__VORLIEGENDER TEXT__

>>>>>

ASIEN/NAHER OSTEN - Ökumenischer Gedenktag soll künftig an Entführte und Vermisste erinnern

Samstag, 15 April 2023 mittlerer osten   ostkirchen   Ökumene   krisengebiete   entführungen  

mecc.org

Aleppo (Fides) - Ab dem kommenden Jahr werden die Kirchen des Nahen Ostens jeden 22. April den einen ökumenischen Tag für Entführte und Vermisste ("Ecumenical Day for the Abducted and the Forcibly Absented”) begehen. Die vom Rat der Kirchen des Nahen Ostens (MECC) auf den Weg gebrachte Initiative wird am Montag, den 24. April, im Rahmen des Gedenkens zum zehnten Jahrestag des Verschwindens der beiden Erzbischöfe von Aleppo, des griechisch-orthodoxen Boulos Yazigi und des syrisch-orthodoxen Mar Gregorios Yohanna Ibrahim, die am 22. April 2013 auf mysteriöse Weise verschwunden sind, präsentiert werden.
Im Rahmen eines Studienseminars, das anlässlich des zehnten Jahrestages des Verschwindens der beiden Bischöfe organisiert wird, steht unter der Schirmherrschaft von Yohanna X., dem griechisch-orthodoxen Patriarchen von Antiochien (leiblicher Bruder des verstorbenen Metropoliten Boulos Yazigi und derzeitiger Präsident des MECC) und von Mor Ignatius Aphrem II. Am Ende der Veranstaltung soll die Erklärung verlesen, mit der der 22. April zum "Ökumenischen Tag für Entführte und Vermisste" ausgerufen wird.

<<<<<

Quelldaten:

>>>>>

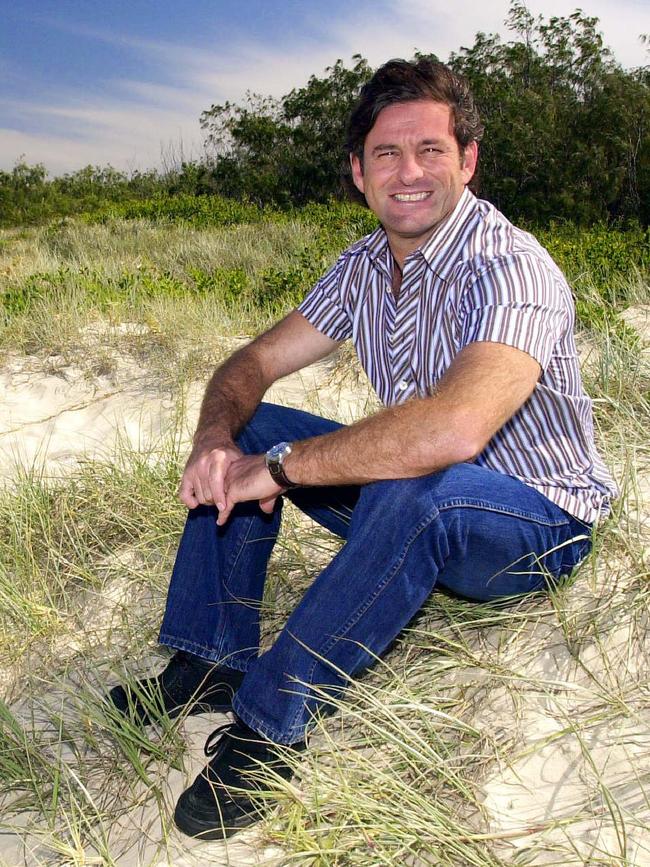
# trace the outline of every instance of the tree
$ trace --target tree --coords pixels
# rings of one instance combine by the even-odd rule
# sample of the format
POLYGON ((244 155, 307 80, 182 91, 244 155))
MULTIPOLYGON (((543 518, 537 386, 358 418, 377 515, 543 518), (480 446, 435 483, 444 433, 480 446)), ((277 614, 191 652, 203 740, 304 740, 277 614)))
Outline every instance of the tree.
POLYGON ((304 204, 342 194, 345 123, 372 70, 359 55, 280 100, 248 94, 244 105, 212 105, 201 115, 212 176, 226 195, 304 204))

<<<<<
>>>>>

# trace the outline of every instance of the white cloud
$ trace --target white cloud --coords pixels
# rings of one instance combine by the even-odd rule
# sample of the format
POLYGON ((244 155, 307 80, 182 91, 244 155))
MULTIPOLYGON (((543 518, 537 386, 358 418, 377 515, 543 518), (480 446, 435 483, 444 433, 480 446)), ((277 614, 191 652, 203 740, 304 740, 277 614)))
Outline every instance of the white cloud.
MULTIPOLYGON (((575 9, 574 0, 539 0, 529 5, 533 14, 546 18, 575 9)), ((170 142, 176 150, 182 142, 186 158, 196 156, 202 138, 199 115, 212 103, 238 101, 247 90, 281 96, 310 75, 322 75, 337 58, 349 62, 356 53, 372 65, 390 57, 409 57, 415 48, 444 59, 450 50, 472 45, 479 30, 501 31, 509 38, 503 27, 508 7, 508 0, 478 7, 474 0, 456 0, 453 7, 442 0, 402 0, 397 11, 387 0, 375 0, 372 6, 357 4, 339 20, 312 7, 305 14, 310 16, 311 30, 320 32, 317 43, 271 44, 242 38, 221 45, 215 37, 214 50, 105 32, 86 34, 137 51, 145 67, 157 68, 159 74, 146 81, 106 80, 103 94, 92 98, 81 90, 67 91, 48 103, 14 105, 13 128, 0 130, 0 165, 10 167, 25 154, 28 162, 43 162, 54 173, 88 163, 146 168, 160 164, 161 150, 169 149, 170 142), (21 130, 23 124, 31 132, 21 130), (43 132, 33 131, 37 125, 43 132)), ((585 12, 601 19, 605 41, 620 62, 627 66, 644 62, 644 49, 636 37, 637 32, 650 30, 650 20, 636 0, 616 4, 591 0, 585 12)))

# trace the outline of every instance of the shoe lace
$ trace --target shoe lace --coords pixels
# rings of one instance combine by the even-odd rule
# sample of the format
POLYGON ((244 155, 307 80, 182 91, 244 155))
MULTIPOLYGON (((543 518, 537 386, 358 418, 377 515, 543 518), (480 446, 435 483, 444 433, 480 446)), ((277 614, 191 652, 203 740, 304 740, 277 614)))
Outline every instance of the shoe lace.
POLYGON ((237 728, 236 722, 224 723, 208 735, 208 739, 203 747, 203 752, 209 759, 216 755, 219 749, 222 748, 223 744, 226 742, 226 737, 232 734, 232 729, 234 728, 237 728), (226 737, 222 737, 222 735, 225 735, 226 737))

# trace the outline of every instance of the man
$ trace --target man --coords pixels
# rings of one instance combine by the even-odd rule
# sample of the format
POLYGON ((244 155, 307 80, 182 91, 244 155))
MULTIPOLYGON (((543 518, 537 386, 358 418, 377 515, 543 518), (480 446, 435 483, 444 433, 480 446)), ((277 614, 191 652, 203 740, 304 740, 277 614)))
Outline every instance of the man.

<<<<<

__AUFGABE 1__
Zitiere aus dem Text über den Gedenktag für Entführte und Vermisste den Abschnitt, der mit den Worten "Samstag, 15 April" einsetzt und mit "sind, präsentiert werden." schließt.
__AUFGABE 2__
Schreib den Text über den Gedenktag für Entführte und Vermisste im Anschluss an seinen letzten Satz weiter.

__ANTWORT 1__
Samstag, 15 April 2023 mittlerer osten   ostkirchen   Ökumene   krisengebiete   entführungen  

mecc.org

Aleppo (Fides) - Ab dem kommenden Jahr werden die Kirchen des Nahen Ostens jeden 22. April den einen ökumenischen Tag für Entführte und Vermisste ("Ecumenical Day for the Abducted and the Forcibly Absented”) begehen. Die vom Rat der Kirchen des Nahen Ostens (MECC) auf den Weg gebrachte Initiative wird am Montag, den 24. April, im Rahmen des Gedenkens zum zehnten Jahrestag des Verschwindens der beiden Erzbischöfe von Aleppo, des griechisch-orthodoxen Boulos Yazigi und des syrisch-orthodoxen Mar Gregorios Yohanna Ibrahim, die am 22. April 2013 auf mysteriöse Weise verschwunden sind, präsentiert werden.

__ANTWORT 2__
Das Studienseminar - so das vom MECC veröffentlichte Programm - beginnt mit einem gemeinsamen Kommuniqué des griechisch-orthodoxen und des syrisch-orthodoxen Patriarchats von Antiochien, gefolgt von einer Reihe von Rednern und Videobotschaften. Abschließend werden sich der Patriarchen Yohanna X. und Mor Ignatius Aphrem II. jeweils mit einer Videobotschaften an die Teilnehmer wenden.
Das Verschwinden der beiden Erzbischöfe von Aleppo, die auf dem Höhepunkt des syrischen Bürgerkriegs verschleppt wurden, ist eines der bekanntesten Ereignisse dieser Art, die den Weg der einheimischen Kirchengemeinschaften in Syrien in den letzten Jahren seit der Zeit der apostolischen Verkündigung geprägt haben.
Die beiden Erzbischöfe von Aleppo wurden in der Gegend zwischen der syrischen Metropole und der türkischen Grenze entführt. Das Auto, in dem die beiden Bischöfe unterwegs waren, wurde von der Gruppe der Entführer blockiert, und der Fahrer - der Katholik Fatha' Allah Kabboud, Vater von drei Kindern - wurde in den Kopf geschossen. Zu der Entführung hat sich nie irgendeine Gruppe bekannt und es gibt bis heute keine gesicherten Einzelheiten über die Gründe der Entführung und das Schicksal der beiden Geistlichen. Stattdessen gab es im Laufe der Jahre immer wieder Gerüchte und Nachrichtenmeldungen zu dem Fall, die sich später aber als falsch herausstellten.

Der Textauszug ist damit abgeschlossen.